#### Written request
Reproduce each line of the data that follows verbatim, omitting the pictures from your answer.

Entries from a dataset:
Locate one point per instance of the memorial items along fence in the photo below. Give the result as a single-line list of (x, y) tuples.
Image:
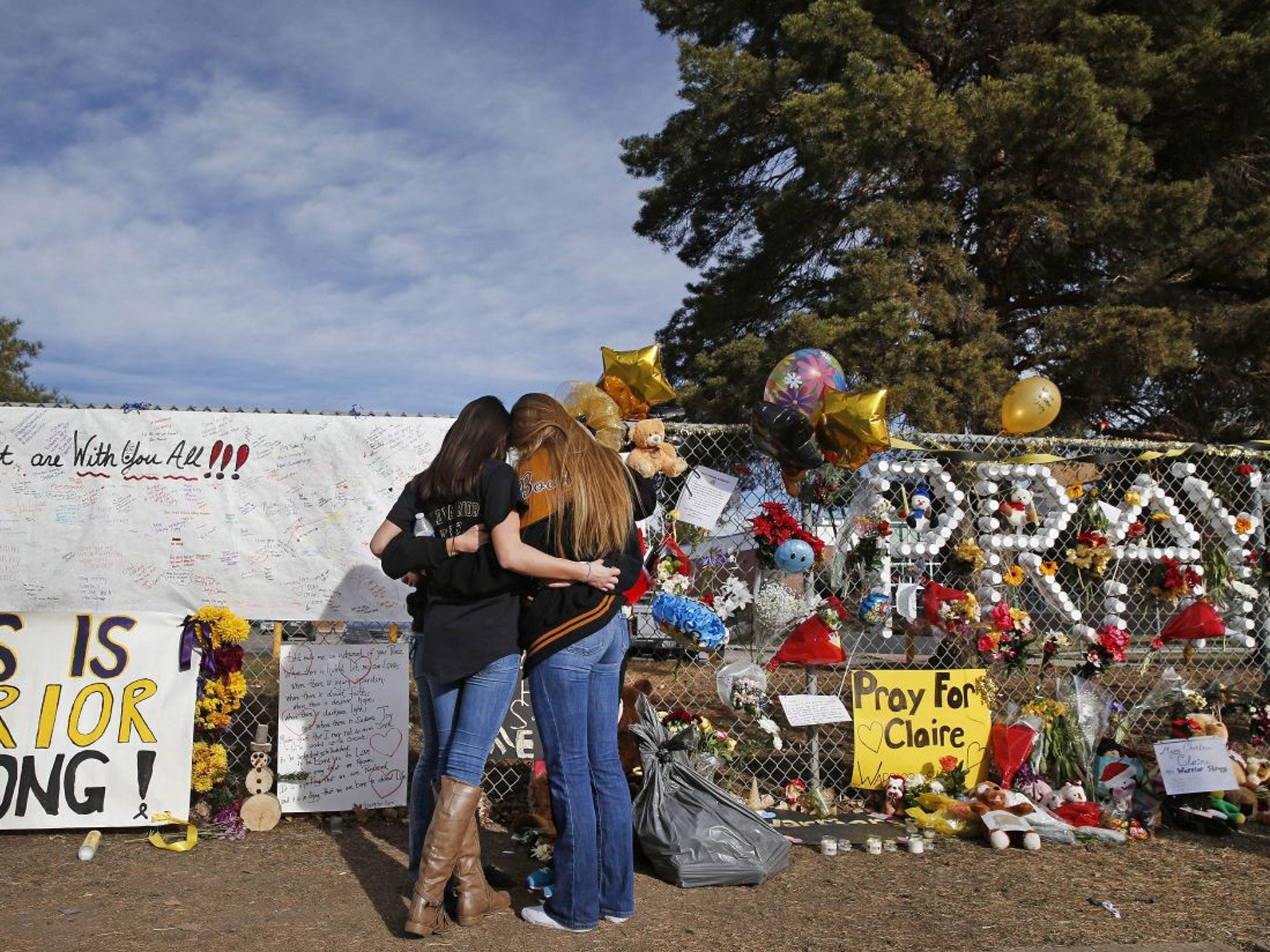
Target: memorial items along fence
[(1083, 536)]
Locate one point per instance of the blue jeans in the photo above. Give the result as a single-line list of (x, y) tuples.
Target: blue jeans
[(422, 799), (575, 696), (469, 714)]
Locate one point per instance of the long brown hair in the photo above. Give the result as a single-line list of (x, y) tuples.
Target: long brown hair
[(475, 437), (596, 479)]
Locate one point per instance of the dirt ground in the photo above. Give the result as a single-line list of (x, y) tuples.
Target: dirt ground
[(300, 886)]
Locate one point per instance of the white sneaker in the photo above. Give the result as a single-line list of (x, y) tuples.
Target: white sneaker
[(538, 915)]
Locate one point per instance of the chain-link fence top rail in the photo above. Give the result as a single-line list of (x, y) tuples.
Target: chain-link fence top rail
[(1202, 506)]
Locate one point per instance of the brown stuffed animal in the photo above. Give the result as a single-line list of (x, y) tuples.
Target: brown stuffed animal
[(626, 747), (652, 454), (1241, 796), (1002, 814), (539, 814)]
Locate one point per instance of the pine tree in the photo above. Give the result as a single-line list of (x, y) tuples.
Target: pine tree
[(16, 357), (948, 196)]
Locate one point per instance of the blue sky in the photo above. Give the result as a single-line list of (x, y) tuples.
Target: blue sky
[(395, 205)]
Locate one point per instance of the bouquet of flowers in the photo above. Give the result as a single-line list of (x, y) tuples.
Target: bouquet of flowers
[(873, 530), (1171, 582), (748, 697), (1108, 645), (711, 742), (539, 844), (1060, 756), (1259, 725), (1093, 552), (1008, 638), (672, 570), (775, 526), (967, 559)]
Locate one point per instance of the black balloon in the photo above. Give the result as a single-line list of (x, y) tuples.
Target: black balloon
[(786, 436)]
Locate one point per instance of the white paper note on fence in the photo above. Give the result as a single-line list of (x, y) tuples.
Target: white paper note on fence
[(704, 496), (343, 720), (803, 710), (1194, 765)]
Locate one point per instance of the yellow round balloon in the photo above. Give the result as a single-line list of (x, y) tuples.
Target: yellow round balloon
[(1030, 405)]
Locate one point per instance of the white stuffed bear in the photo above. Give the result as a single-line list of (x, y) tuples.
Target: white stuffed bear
[(1018, 509)]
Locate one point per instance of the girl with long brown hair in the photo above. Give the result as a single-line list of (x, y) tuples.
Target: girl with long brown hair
[(469, 653), (580, 503)]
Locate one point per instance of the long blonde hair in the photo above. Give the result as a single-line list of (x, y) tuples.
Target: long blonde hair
[(593, 478)]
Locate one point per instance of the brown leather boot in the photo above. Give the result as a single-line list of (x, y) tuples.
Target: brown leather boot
[(456, 806), (477, 899)]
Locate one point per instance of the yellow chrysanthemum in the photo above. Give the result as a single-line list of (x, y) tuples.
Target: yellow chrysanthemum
[(228, 628), (207, 765)]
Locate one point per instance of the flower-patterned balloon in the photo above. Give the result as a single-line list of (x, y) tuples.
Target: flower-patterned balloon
[(801, 379)]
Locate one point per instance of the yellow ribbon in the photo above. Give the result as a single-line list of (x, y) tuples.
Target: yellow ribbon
[(180, 845)]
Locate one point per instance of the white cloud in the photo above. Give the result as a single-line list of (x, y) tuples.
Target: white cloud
[(319, 209)]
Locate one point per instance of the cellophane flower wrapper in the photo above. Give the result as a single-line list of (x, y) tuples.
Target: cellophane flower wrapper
[(745, 674), (1090, 706)]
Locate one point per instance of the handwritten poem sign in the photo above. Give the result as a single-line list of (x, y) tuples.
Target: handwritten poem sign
[(1194, 765), (97, 720), (343, 720), (906, 721)]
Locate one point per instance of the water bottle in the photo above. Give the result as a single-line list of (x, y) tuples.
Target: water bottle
[(89, 848)]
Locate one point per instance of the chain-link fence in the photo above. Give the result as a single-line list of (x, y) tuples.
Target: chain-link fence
[(1150, 505)]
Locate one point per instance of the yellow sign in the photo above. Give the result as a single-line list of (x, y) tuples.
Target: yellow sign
[(906, 721)]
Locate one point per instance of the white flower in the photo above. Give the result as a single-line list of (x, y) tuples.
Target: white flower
[(769, 725)]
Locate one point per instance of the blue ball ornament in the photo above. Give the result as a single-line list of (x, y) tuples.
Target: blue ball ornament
[(794, 555)]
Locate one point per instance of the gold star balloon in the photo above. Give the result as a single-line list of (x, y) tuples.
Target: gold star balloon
[(596, 409), (853, 426), (634, 379)]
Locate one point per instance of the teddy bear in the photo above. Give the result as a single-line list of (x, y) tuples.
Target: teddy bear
[(1018, 509), (1241, 795), (1259, 783), (1002, 814), (894, 795), (652, 454)]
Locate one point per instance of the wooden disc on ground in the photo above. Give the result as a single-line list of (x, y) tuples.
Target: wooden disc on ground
[(260, 813), (259, 780)]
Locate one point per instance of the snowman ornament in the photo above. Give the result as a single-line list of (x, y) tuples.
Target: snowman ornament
[(1018, 511), (260, 811), (918, 509)]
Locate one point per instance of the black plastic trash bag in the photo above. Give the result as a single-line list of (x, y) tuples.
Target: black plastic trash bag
[(694, 833)]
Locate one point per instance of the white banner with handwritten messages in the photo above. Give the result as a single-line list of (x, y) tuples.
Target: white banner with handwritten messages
[(343, 726), (97, 720), (155, 509)]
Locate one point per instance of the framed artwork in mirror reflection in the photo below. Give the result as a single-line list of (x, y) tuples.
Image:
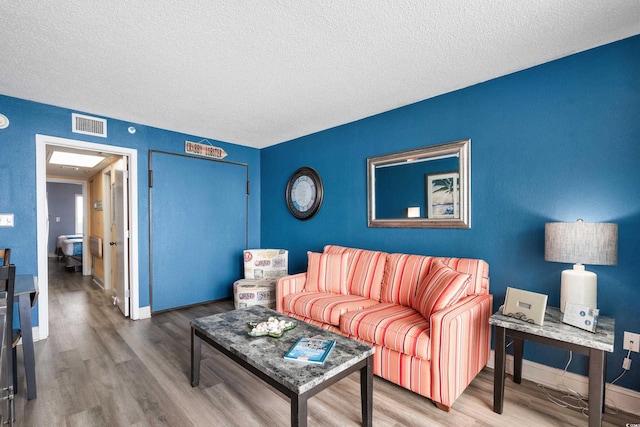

#### Output for this task
Locate one point per instance of the memorial items along fence in the photo below. Give the result as a single-line list of (x, y) tuples.
Image:
Target: memorial items along fence
[(1083, 536)]
Locate one point per instance of the blue jeans in the photo above. Give the result as a single-line list of (x, y) tuples.
Target: blue jeans
[(422, 799), (575, 696), (469, 714)]
Locate one point per instance of the long brown hair in the photo above. Give the result as a single-line list of (x, y) tuples.
Target: long brown hair
[(475, 437), (596, 479)]
Locate one point per instance of the dirt ground in the photo above. Give the result as a single-line list of (x, y) tuples.
Target: dirt ground
[(300, 886)]
Locate one point per instance of the white sneaker in the photo above. Give the result as a single-line list of (x, y) tuples.
Target: white sneaker
[(538, 915)]
Locate one point per instance of the chain-link fence top rail in the photo above. Give the result as a single-line list of (x, y) tuples.
Target: chain-link fence top rail
[(1202, 506)]
Locate one point per instance of the brown stuffed animal in the photo above. Give the result as a single-line list of (x, y) tuples.
Target: brown stuffed animal
[(626, 747), (652, 454), (1241, 796), (1002, 814), (539, 814)]
Locate one point per instance of the pine tree in the photo above. Give the result as a single-line list of (x, y) tuples.
Target: pine tree
[(16, 357), (948, 196)]
Locate one point per instance of the blue sky in the photo above. Give the result as a single-line list of (x, y) tuples.
Target: blue sky
[(395, 205)]
Locate one point per instance of the bouquet of flowers in the photo above. Give the result as a single-line list of (x, y) tuples.
Target: bouquet of flowers
[(873, 530), (1171, 582), (748, 697), (1108, 645), (711, 742), (539, 844), (1060, 756), (1259, 725), (1093, 552), (1008, 638), (672, 570), (775, 526), (967, 559)]
Locate one point per instance of the black balloon in the photo above. Give the result as a single-line list of (x, y) tuples.
Target: black balloon
[(786, 436)]
Locate one point per instance of the white paper note on fence in the photo above. Give the result as a single-line list of (x, y) tuples.
Target: white paper note on fence
[(704, 496), (343, 720), (803, 710), (1194, 765)]
Locate one point per instance of the yellow round balloon in the photo above. Give the result as a single-line list of (x, y) tuples.
Target: yellow round balloon
[(1030, 405)]
Locate one point per instance of the white stuffed bear in the photo above. Give the result as a single-line list of (x, y) tuples.
Target: white stuffed bear
[(1018, 509)]
Locate one point per instance of the girl with long brown hair in the photo above. Give the result as a single-line list of (x, y) tuples.
Target: girl with long brown hair
[(469, 653), (580, 503)]
Locate one point per instance of the long blonde hair in the photo above. Give the result as a single-line list of (x, y) tuples.
Target: long blonde hair
[(593, 478)]
Locate one point per instance of the brown leather boot in the photo above. Give the result as a single-line list of (x, y) tuples.
Target: brown leather boot
[(456, 806), (477, 899)]
Locate one point per instance of the yellow chrysanthemum in the photo above. Give the result as a single-line list of (x, y) tuples.
Target: yellow chrysanthemum
[(228, 628), (207, 765)]
Locate one point per instance of the flower-patterned balloon in the photo above. Give the result as a single-line list of (x, y) tuples.
Target: flower-patterned balloon
[(801, 379)]
Locate one point per instance of the yellow ribbon in the photo above. Give the result as a single-line list of (x, y) tuples.
Target: yellow ribbon
[(180, 845)]
Locate one point per instance of the white cloud in the photo above. Give the result as a single-line list of (x, y) tuples.
Target: white cloud
[(319, 209)]
Locate one point per instance of the cellophane flower wrapper in the photo above. Give the result as a single-line list of (x, y) tuples.
Target: cellophane flower wrapper
[(745, 674), (1090, 706)]
Locate one point per instance of the handwritten poem sign in the photo above. Give the result as a single-line list of (x, y) tuples.
Target: handwritten poem sign
[(1194, 765), (97, 720), (343, 720), (906, 721)]
Locate one point per instance of the water bottle in the photo above. Give the result as a single-line list of (x, y) tuples.
Target: water bottle
[(89, 848)]
Locate one point per instance of the chain-link fence in the photo above. Give the result as a single-line list of (x, y) tuples.
Target: chain-link fence
[(1150, 505)]
Locate one point per instance of the yellow sign in the photo above. Give the result as a single-line list of (x, y) tuples.
Target: yellow sign
[(906, 721)]
Locate one point per instance of the white flower in the photo above. Give the result as a single-line list of (x, y) tuples.
Target: white flower
[(769, 725)]
Locate one point per instance of the blue ball ornament in the photo above. Give the result as a single-line list of (x, y) tuples.
Target: blue ball ornament
[(794, 555)]
Locate one point per instance of the gold star balloon in the photo above. Give the result as a single-line list of (x, y) tuples.
Target: gold star balloon
[(596, 409), (853, 426), (634, 379)]
Locate one point per instance of the teddy bear in the photo above. Give the result as a single-line list of (x, y) tuples.
Target: teddy bear
[(1018, 509), (1241, 795), (1259, 783), (1002, 814), (894, 795), (652, 454)]
Locate one point per instance of the wooden disc on ground in the photo above. Give the result as a single-line list of (x, y) tuples.
Target: wooden disc on ground
[(260, 813), (259, 780)]
Locate one point per instance of the snowman ornament in the photo above. Give the result as a single-line list of (x, y) tuples.
Target: snowman ornament
[(1018, 511), (260, 811), (918, 509)]
Locate one point per instance of the black plastic trash bag in the photo above. Give the result as a single-line list of (x, y) tuples.
Target: black plastic trash bag
[(694, 833)]
Locate one point per instance of the white banner with handwritten messages in the photo above. Give the result as a single-line list of (x, y) tuples.
Target: white banner with handwritten messages
[(343, 726), (97, 720), (155, 509)]
Locate one point per instance of the framed artwork in mirror reflection in the photo below. Give the result as a single-line list of (x, y) tuples.
Image:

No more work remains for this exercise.